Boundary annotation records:
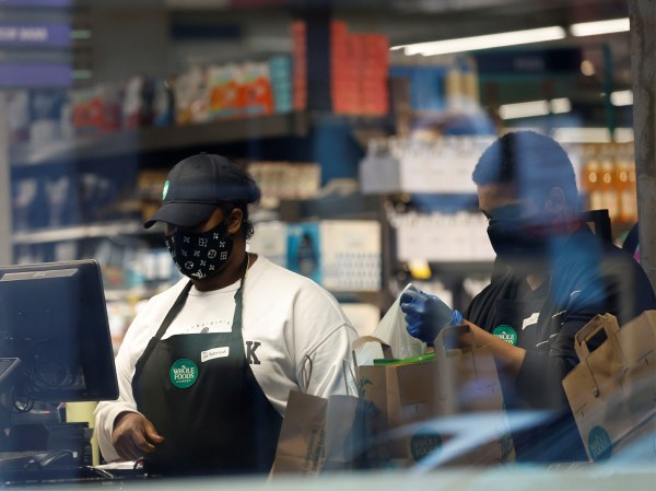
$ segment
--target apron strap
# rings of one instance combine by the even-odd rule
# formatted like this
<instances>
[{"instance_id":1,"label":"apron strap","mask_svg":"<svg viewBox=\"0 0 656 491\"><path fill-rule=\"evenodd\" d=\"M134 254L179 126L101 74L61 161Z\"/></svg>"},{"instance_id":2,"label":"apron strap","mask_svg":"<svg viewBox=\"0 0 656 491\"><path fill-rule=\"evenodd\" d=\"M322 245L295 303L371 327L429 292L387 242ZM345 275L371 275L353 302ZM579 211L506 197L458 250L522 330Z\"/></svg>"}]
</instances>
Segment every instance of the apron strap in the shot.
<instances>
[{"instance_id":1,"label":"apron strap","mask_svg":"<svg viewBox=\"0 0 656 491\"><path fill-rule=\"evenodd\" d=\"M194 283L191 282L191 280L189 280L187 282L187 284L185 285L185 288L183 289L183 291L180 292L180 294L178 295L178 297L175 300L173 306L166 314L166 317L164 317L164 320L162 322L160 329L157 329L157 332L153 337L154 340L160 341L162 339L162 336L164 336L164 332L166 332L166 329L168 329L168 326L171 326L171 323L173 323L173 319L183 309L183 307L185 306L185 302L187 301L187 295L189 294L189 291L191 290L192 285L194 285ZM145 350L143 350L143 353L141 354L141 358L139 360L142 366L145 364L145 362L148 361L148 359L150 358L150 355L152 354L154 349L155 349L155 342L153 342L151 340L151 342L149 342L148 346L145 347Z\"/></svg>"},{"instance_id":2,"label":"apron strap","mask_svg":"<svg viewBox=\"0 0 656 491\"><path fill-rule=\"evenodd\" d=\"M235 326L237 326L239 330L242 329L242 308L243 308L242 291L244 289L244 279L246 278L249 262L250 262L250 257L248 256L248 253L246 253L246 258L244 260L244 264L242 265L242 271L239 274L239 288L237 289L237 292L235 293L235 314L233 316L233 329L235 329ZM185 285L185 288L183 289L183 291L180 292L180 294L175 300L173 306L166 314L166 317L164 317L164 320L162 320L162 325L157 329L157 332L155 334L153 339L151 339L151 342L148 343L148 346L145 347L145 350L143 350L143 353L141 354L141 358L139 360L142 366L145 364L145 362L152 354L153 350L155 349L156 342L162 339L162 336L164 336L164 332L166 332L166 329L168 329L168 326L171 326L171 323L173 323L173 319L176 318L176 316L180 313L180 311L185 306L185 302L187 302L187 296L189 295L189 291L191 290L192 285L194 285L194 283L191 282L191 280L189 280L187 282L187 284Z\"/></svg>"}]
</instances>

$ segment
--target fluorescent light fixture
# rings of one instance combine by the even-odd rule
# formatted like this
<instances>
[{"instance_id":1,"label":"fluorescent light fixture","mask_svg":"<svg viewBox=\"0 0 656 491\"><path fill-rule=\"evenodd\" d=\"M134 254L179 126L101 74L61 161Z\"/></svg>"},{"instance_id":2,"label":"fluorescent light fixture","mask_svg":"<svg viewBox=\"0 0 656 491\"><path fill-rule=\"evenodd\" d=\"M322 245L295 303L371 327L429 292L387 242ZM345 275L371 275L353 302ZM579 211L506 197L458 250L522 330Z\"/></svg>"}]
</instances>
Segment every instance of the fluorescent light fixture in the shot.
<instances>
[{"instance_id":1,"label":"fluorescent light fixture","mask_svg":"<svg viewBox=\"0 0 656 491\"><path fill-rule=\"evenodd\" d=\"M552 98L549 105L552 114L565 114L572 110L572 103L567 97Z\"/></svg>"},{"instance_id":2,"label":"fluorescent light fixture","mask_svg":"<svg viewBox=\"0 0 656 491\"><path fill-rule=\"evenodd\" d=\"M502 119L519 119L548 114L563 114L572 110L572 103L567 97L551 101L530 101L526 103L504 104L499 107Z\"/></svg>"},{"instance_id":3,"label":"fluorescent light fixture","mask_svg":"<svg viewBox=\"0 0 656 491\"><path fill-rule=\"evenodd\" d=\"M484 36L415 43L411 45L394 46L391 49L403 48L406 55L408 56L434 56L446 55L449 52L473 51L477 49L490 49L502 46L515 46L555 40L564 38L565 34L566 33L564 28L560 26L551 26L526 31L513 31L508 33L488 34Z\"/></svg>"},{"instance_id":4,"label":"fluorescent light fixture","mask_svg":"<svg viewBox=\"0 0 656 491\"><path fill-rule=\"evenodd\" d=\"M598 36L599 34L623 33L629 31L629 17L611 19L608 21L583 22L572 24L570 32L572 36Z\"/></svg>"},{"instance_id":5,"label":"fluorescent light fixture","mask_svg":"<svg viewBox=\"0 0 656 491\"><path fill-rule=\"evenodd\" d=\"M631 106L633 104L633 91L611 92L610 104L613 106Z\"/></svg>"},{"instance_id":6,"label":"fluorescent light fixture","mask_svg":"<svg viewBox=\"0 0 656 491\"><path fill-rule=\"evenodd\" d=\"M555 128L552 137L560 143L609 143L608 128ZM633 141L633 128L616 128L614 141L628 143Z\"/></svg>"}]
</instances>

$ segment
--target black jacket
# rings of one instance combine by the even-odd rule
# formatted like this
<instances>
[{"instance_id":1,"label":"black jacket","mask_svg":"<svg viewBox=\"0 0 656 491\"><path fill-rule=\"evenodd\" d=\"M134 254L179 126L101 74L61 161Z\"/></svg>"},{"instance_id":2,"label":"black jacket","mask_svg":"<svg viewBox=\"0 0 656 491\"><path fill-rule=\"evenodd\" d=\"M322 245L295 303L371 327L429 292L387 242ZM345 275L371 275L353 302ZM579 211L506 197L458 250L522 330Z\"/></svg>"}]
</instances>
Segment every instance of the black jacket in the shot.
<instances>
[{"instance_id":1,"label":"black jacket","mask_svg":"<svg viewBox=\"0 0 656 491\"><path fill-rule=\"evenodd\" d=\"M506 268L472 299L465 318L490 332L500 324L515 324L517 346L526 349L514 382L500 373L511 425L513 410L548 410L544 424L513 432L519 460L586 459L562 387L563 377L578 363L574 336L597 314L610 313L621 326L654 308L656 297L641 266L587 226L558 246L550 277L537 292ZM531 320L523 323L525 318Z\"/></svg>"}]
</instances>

Your goal: Write out every line above exactly as it is, leaving out the pictures.

Response to the task:
$ segment
--target apron strap
# rings of one instance combine by the even-odd rule
# formatted like this
<instances>
[{"instance_id":1,"label":"apron strap","mask_svg":"<svg viewBox=\"0 0 656 491\"><path fill-rule=\"evenodd\" d=\"M134 254L179 126L101 74L61 161Z\"/></svg>"},{"instance_id":2,"label":"apron strap","mask_svg":"<svg viewBox=\"0 0 656 491\"><path fill-rule=\"evenodd\" d=\"M322 245L295 303L371 327L429 292L387 242ZM345 275L371 275L353 302ZM579 211L506 197L458 250L522 330Z\"/></svg>"}]
</instances>
Segment every instance of the apron strap in the shot.
<instances>
[{"instance_id":1,"label":"apron strap","mask_svg":"<svg viewBox=\"0 0 656 491\"><path fill-rule=\"evenodd\" d=\"M194 283L191 282L191 280L189 280L187 282L187 284L185 285L185 288L183 289L183 291L180 292L180 294L178 295L178 297L175 300L173 306L166 314L166 317L164 317L164 320L162 322L160 329L157 329L157 332L153 337L154 340L160 341L162 339L162 336L164 336L164 332L166 332L166 329L168 329L168 326L171 326L171 323L173 323L173 319L183 309L183 307L185 306L185 302L187 301L187 295L189 294L189 291L191 290L192 285L194 285ZM145 350L143 350L143 353L141 354L141 358L139 360L142 366L145 364L145 362L148 361L148 359L150 358L150 355L152 354L154 349L155 349L155 342L153 342L151 340L151 342L149 342L148 346L145 347Z\"/></svg>"},{"instance_id":2,"label":"apron strap","mask_svg":"<svg viewBox=\"0 0 656 491\"><path fill-rule=\"evenodd\" d=\"M235 326L237 326L239 330L242 329L242 308L243 308L242 291L244 289L244 279L246 278L249 262L250 262L250 257L248 256L248 253L246 253L246 258L244 260L244 264L242 265L242 271L239 274L239 288L237 289L237 292L235 293L235 314L233 316L233 329L235 329ZM185 285L185 288L183 289L183 291L180 292L180 294L175 300L173 306L166 314L166 317L164 317L164 320L162 320L162 325L157 329L157 332L155 334L153 339L151 339L151 342L148 343L148 346L145 347L145 350L143 350L143 353L141 354L141 358L139 360L142 366L145 364L145 362L152 354L153 350L155 349L156 342L162 339L162 336L164 336L164 332L166 332L166 329L168 329L168 326L171 326L171 323L173 323L173 319L176 318L176 316L180 313L180 311L185 306L185 302L187 302L187 296L189 295L189 291L191 290L192 285L194 285L194 283L191 282L191 280L189 280L187 282L187 284Z\"/></svg>"}]
</instances>

$ segment
--target fluorescent light fixture
# rings of one instance combine by the even-odd rule
# formatted like this
<instances>
[{"instance_id":1,"label":"fluorescent light fixture","mask_svg":"<svg viewBox=\"0 0 656 491\"><path fill-rule=\"evenodd\" d=\"M134 254L179 126L101 74L61 161Z\"/></svg>"},{"instance_id":2,"label":"fluorescent light fixture","mask_svg":"<svg viewBox=\"0 0 656 491\"><path fill-rule=\"evenodd\" d=\"M322 245L295 303L371 327L429 292L387 242ZM345 275L371 275L353 302ZM579 211L506 197L458 250L522 330Z\"/></svg>"}]
</instances>
Segment every instance of the fluorescent light fixture in the shot.
<instances>
[{"instance_id":1,"label":"fluorescent light fixture","mask_svg":"<svg viewBox=\"0 0 656 491\"><path fill-rule=\"evenodd\" d=\"M552 98L549 105L552 114L565 114L572 110L572 103L567 97Z\"/></svg>"},{"instance_id":2,"label":"fluorescent light fixture","mask_svg":"<svg viewBox=\"0 0 656 491\"><path fill-rule=\"evenodd\" d=\"M502 119L519 119L548 114L563 114L572 110L572 103L567 97L551 101L530 101L526 103L504 104L499 107Z\"/></svg>"},{"instance_id":3,"label":"fluorescent light fixture","mask_svg":"<svg viewBox=\"0 0 656 491\"><path fill-rule=\"evenodd\" d=\"M484 36L415 43L411 45L394 46L391 49L403 48L406 55L408 56L434 56L446 55L449 52L473 51L477 49L490 49L502 46L515 46L555 40L564 38L565 34L566 33L564 28L560 26L551 26L526 31L513 31L508 33L488 34Z\"/></svg>"},{"instance_id":4,"label":"fluorescent light fixture","mask_svg":"<svg viewBox=\"0 0 656 491\"><path fill-rule=\"evenodd\" d=\"M598 36L599 34L623 33L629 31L629 17L611 19L608 21L583 22L572 24L570 32L572 36Z\"/></svg>"},{"instance_id":5,"label":"fluorescent light fixture","mask_svg":"<svg viewBox=\"0 0 656 491\"><path fill-rule=\"evenodd\" d=\"M631 106L633 104L633 91L611 92L610 104L613 106Z\"/></svg>"},{"instance_id":6,"label":"fluorescent light fixture","mask_svg":"<svg viewBox=\"0 0 656 491\"><path fill-rule=\"evenodd\" d=\"M555 128L552 137L560 143L609 143L608 128ZM633 141L633 128L616 128L614 141L628 143Z\"/></svg>"}]
</instances>

$ segment
--target black jacket
# rings of one instance combine by the even-odd rule
# formatted like this
<instances>
[{"instance_id":1,"label":"black jacket","mask_svg":"<svg viewBox=\"0 0 656 491\"><path fill-rule=\"evenodd\" d=\"M134 254L179 126L101 74L61 161Z\"/></svg>"},{"instance_id":2,"label":"black jacket","mask_svg":"<svg viewBox=\"0 0 656 491\"><path fill-rule=\"evenodd\" d=\"M322 245L295 303L371 327L429 292L387 242ZM345 275L371 275L353 302ZM579 211L506 197L458 250L522 330Z\"/></svg>"}]
</instances>
Segment every instance of the black jacket in the shot.
<instances>
[{"instance_id":1,"label":"black jacket","mask_svg":"<svg viewBox=\"0 0 656 491\"><path fill-rule=\"evenodd\" d=\"M506 268L472 299L465 318L490 332L500 324L515 324L517 346L526 349L514 382L500 373L511 425L513 410L548 410L544 424L513 432L519 460L586 459L562 387L563 377L578 363L574 336L597 314L610 313L621 326L654 308L656 297L641 266L587 226L558 246L550 277L537 292ZM531 320L523 323L525 318Z\"/></svg>"}]
</instances>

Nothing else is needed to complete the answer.